*Information given*:
________________________
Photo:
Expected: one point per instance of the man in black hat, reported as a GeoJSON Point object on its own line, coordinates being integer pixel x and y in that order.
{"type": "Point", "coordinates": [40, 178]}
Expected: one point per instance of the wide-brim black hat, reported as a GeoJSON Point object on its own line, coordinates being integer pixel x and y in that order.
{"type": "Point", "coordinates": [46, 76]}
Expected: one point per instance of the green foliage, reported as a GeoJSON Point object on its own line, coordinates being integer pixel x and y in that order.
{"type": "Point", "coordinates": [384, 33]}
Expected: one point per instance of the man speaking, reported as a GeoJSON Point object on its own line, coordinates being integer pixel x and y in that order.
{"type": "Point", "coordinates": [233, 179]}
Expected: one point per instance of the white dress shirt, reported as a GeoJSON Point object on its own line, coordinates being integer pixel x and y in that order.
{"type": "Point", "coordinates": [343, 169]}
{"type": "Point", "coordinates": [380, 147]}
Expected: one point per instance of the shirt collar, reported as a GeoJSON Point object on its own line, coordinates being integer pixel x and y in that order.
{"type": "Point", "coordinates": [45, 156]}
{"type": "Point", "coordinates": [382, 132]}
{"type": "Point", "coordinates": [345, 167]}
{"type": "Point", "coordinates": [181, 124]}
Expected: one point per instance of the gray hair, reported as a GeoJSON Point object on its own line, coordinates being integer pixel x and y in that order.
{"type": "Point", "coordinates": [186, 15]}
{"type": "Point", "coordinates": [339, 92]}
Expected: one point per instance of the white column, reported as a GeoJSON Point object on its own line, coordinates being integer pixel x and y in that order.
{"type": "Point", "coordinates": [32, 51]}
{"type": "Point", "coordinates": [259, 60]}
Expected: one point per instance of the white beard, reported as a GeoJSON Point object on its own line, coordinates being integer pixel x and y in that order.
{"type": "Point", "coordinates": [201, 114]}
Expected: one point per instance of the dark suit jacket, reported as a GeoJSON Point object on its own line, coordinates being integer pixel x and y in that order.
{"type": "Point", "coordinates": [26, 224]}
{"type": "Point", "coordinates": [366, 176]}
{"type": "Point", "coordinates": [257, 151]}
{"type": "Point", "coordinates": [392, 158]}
________________________
*Stated goal*:
Retype the listing above line for line, with no changes.

*Response*:
Photo:
Expected: one point per instance of the man in black hat, reported as a GeoJSON Point object on its own line, coordinates being integer pixel x and y in that order.
{"type": "Point", "coordinates": [40, 178]}
Expected: one point per instance of the wide-brim black hat, reported as a GeoJSON Point object on its own line, coordinates being integer pixel x and y in that order.
{"type": "Point", "coordinates": [46, 76]}
Expected: one point per instance of the green foliage, reported as a GeoJSON Point object on its own line, coordinates being integer pixel x and y in that order.
{"type": "Point", "coordinates": [384, 33]}
Expected: one point per instance of the man speaking, reported as a GeoJSON Point object on its own line, coordinates being integer pixel x and y in that order.
{"type": "Point", "coordinates": [233, 179]}
Expected: one point per instance of the white dress shirt, reported as a GeoJSON Point object on its own line, coordinates being integer pixel x and y in that order.
{"type": "Point", "coordinates": [343, 169]}
{"type": "Point", "coordinates": [380, 147]}
Expected: one point per instance of the shirt collar, reported as a GeoJSON Point object on its own line, coordinates being integer pixel x and y in that order.
{"type": "Point", "coordinates": [45, 156]}
{"type": "Point", "coordinates": [382, 132]}
{"type": "Point", "coordinates": [345, 167]}
{"type": "Point", "coordinates": [181, 124]}
Expected: one point per instance of the gray hair, reported as a GeoJSON Point object on its own line, coordinates being integer pixel x and y in that order.
{"type": "Point", "coordinates": [186, 15]}
{"type": "Point", "coordinates": [339, 92]}
Expected: one point per instance of the white column, reported as a GeoJSON Point object on its own line, coordinates being integer pixel x and y in that order.
{"type": "Point", "coordinates": [32, 51]}
{"type": "Point", "coordinates": [259, 60]}
Expected: one point per instance of the white beard, reported as a GeoJSON Point object on its own line, coordinates being integer pixel x and y in that order.
{"type": "Point", "coordinates": [201, 114]}
Expected: one point per instance of the dark suit jacket, reported as a GeoJSON Point object on its own line, coordinates being integer pixel x and y in that order.
{"type": "Point", "coordinates": [26, 224]}
{"type": "Point", "coordinates": [366, 176]}
{"type": "Point", "coordinates": [257, 151]}
{"type": "Point", "coordinates": [392, 158]}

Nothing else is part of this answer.